■ Items from a labeling collection:
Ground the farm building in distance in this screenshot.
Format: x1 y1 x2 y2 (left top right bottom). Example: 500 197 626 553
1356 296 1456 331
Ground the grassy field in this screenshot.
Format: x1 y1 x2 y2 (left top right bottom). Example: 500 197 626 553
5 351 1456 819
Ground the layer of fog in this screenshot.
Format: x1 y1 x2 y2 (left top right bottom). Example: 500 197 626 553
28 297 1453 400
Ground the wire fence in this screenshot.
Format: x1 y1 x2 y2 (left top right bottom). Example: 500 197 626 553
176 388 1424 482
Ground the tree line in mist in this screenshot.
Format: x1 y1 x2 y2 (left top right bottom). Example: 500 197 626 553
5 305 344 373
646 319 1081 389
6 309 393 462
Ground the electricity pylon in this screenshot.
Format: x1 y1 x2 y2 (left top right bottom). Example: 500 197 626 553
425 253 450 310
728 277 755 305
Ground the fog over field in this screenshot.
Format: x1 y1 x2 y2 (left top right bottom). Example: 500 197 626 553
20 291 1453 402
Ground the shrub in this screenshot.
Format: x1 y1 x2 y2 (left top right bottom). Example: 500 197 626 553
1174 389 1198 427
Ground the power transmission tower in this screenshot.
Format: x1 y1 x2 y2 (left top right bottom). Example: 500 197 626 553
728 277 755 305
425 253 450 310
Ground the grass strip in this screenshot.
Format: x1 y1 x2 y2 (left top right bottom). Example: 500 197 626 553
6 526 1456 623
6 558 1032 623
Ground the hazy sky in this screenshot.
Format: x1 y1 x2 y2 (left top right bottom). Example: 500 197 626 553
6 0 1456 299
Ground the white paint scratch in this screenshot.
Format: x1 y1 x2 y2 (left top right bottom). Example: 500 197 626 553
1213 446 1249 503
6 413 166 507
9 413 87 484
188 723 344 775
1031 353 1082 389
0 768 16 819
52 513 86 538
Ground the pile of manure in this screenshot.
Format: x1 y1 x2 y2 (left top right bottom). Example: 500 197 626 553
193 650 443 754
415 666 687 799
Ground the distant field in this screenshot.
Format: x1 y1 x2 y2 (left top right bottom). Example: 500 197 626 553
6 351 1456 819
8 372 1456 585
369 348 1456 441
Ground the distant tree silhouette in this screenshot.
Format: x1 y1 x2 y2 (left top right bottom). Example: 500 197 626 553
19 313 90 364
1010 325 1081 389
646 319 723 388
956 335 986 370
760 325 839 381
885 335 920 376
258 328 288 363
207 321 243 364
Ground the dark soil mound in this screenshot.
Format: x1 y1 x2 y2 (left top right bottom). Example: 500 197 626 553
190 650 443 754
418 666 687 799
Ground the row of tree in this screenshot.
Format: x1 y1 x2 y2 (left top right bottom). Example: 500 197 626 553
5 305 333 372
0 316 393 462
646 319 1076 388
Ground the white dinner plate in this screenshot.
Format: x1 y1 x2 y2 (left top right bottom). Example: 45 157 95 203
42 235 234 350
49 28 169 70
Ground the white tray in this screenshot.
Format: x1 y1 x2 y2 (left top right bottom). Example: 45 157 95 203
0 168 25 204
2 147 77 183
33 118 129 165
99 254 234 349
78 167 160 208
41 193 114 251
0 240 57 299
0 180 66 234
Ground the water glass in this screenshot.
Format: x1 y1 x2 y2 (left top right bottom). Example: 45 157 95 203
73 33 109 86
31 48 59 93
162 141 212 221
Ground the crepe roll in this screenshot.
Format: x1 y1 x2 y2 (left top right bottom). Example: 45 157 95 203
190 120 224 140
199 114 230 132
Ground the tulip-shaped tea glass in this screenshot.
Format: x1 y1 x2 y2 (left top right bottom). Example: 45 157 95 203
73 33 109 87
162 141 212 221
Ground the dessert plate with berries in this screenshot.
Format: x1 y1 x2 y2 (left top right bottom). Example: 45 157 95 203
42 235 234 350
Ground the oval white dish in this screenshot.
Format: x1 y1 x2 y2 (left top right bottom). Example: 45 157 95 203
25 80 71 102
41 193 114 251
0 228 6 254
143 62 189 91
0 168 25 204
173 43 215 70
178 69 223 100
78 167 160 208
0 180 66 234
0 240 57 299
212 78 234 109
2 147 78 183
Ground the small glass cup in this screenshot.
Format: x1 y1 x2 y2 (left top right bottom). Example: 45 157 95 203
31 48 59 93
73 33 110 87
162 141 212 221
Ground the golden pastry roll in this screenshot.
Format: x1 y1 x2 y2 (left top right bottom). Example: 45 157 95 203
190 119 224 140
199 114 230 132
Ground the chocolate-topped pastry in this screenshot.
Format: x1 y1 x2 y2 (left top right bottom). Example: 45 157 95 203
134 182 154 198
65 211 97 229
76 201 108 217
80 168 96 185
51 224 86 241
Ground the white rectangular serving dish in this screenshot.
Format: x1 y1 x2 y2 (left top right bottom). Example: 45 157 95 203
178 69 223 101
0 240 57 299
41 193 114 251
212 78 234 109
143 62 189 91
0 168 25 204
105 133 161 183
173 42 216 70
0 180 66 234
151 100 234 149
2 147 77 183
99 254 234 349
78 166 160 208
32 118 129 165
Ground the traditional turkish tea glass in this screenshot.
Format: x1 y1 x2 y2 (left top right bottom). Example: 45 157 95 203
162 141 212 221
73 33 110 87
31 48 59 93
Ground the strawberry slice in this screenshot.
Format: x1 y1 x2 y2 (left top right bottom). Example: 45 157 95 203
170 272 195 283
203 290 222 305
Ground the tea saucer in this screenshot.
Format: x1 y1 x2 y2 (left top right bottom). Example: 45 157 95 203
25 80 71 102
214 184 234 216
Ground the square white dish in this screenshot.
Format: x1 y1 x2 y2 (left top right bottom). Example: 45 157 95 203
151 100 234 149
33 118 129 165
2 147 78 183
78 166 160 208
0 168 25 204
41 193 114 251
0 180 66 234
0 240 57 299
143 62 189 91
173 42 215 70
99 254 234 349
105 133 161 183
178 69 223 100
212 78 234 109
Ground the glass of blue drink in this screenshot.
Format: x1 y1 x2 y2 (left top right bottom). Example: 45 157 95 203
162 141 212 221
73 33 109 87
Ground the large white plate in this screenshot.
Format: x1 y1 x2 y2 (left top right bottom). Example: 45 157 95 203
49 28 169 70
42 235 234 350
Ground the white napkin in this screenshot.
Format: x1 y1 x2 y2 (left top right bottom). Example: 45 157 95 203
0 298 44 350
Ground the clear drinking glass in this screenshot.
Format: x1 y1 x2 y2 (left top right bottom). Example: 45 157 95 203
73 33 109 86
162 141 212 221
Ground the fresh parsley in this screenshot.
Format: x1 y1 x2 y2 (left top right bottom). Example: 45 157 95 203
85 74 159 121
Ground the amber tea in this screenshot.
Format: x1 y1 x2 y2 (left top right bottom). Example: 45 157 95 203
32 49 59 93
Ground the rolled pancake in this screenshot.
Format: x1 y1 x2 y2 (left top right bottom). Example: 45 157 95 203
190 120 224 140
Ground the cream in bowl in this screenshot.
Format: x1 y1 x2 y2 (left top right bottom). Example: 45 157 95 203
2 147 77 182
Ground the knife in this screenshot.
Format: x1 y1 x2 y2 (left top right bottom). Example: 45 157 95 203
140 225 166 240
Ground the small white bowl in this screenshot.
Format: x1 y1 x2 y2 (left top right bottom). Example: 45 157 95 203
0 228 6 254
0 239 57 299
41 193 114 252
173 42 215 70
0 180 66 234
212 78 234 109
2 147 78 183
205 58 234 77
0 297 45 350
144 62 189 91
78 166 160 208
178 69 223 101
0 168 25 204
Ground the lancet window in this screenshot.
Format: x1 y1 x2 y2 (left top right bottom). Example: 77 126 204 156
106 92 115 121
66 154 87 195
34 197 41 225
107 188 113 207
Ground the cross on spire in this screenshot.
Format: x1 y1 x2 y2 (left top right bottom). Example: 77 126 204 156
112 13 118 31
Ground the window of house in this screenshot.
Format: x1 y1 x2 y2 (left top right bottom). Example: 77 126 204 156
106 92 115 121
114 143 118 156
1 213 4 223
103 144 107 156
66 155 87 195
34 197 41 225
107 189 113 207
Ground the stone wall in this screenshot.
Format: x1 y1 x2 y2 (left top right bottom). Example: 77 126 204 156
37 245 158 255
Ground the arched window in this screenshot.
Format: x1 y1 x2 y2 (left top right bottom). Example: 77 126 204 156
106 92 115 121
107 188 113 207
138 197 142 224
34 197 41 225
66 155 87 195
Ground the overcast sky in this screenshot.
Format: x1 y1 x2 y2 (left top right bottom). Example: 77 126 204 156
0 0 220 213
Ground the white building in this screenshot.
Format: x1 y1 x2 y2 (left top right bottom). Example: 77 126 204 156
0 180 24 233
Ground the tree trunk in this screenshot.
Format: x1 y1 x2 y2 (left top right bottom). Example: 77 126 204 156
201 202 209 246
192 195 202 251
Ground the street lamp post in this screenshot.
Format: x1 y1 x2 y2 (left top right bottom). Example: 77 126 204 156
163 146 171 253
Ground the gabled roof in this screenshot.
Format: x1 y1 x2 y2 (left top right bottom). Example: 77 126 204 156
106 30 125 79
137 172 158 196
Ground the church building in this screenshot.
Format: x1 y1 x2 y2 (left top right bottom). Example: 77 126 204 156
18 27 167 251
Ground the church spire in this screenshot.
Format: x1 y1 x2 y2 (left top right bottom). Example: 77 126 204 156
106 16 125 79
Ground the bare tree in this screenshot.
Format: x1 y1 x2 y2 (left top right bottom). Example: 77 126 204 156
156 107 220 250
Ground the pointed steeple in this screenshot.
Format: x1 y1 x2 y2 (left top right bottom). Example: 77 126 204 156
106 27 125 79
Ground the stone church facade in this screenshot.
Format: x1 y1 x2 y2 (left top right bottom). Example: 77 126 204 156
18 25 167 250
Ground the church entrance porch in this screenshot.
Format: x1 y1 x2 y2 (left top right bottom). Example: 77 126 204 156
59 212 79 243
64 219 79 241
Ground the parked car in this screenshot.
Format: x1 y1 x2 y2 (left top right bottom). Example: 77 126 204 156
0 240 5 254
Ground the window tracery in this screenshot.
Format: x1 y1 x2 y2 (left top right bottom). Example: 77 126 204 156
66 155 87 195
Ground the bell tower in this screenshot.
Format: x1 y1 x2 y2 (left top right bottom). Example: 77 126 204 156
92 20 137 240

■ Written problem: Output only the lines from the one holding "Ground the pointed" through the last line above, exactly as they appear.

■ Result of the task:
Ground the pointed steeple in this screenshot.
Format: x1 y1 x2 y2 (left top right bottom). Example: 77 126 204 156
106 27 125 79
Ground the stone church facade in this screenshot.
Format: x1 y1 x2 y2 (left top right bottom). Example: 77 126 204 156
18 25 167 250
Ground the church entrance porch in this screenshot.
Format: x1 y1 x2 y2 (left top right bottom). Example: 77 126 204 156
59 212 79 243
64 219 79 241
Ground the parked car in this screenshot.
Format: x1 y1 x2 y2 (left top right bottom). Example: 77 126 204 156
0 240 5 254
Ground the window tracery in this screenshot.
Format: x1 y1 x2 y2 (left top right bottom). Example: 77 126 204 156
66 155 87 195
Ground the bell tower in this screenshot.
Format: x1 y1 x2 y2 (left top right bottom). Example: 77 126 204 156
92 20 137 240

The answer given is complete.